Wednesday, January 27, 2010

I found this..... found it amusing

I used to take stupid forwards and add my own comments... so here is one i found today.. enjoy.. the white is my text.

Why is it so hard to tell the truth... (because that shit is no fun.. and it gets you in trouble) yet so easy to tell a lie, why do we sleep in the church.. (hey! i don't sleep.. i color!) but when the sermon is over we suddenly wake up?(because that's like the fucking dinner bell.. it means that it's lunch time!) why is it so hard to talk about God. (he doesn't talk about me to his friends.. and he really pisses me off a lot of times.. fucking tornados and earthquakes.. where are the pretty swirls of flying pink bunnies or the earth erupting a sea of orchids??) but so easy to talk about sex? (would you rather hear about multiple orgasms or how you are going to burn in hell for making yourself have them?) why are we so bored to look at a Christian magazine... (umm.. maybe the lack of the article called "what would jesus do.. in bed") but so easy to read a playboy magazine? (people read playboy?) why is it so easy to delete a Godly offline messages. (whatever you trying to say here just lost me.. shit, you sound like my preacher.. when i drop the red marker behind the pew and have to listen to him as i look for it) yet we forward the nasty ones? (oh you were talking about this crap.. well i am going to forward it...) why are churches getting smaller.. (atkins??) but yet the bars and clubs are growing??...(because you only get one shot of communion wine.. no matter how much you tip the preacher.. and they really frown that!) think about it... (actually i think the dumbass that wrote this needs to think about it..) are you going to forward this or delete it? (i think i'm gonna print it, dip it in vodka and stick in my lover's naughty regions!) Just remember God is watching you (shit! i forgot about that.. wait. if god is really watching me that much, maybe it's because i have a good stock of porn... like they have porn in heaven!) if u love Jesus (the guy that cuts my grass on thursdays?) then send this to everyone (and how is that possible? my grandma is one of the alusive 'everyone' and she runs when she sees a computer.)

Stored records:
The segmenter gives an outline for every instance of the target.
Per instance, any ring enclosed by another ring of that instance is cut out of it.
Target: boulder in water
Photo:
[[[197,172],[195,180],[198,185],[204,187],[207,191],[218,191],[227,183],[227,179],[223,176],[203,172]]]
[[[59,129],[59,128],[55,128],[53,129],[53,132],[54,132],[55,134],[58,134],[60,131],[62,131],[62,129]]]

▶ **Written tasks**:
- A) Write out the section of the blog post about the chain-letter forward that begins with the words containing "Wednesday, January 27, 2010" and ends with "is my text.".
- B) Extend the blog post about the chain-letter forward, picking up right after its final sentence.

▶ **Outputs by task**:
- A)
Wednesday, January 27, 2010

I found this..... found it amusing

I used to take stupid forwards and add my own comments... so here is one i found today.. enjoy.. the white is my text.

- B)
Tuesday, January 19, 2010

fuck babies

any man that says he loves babies, doesn't fucking have one........

Friday, December 18, 2009

Fuck Chirstmas!

i get this fucking way every year. never fails. normally i can just hide away in a cocoon of NIN, Tori and beer... but this year comes with obligations. obligations that drive me up the fucking wall.

kids are like marriage. it seems like a good idea and all, but it's not what the picture in the catalog looked like. and it doesn't help when you have a wife with baby issues. good and bad. but she's fucking smothering him (my observation) and now she's paying the price because he won't leave her alone. i wish she could get a job so 1. she could be away for a little bit and see what the rest of the world is up to. and 2. so he can learn that mommy won't always be around.

i have made it clear from the beginning that i am not a baby person. i abhor babies. yet, this one being my own has made it a bit easier. so i have tried. but watching him feels like a job to me. like a second job that i'm not getting paid for. and a job that i am totally not qualified for and have no prior training.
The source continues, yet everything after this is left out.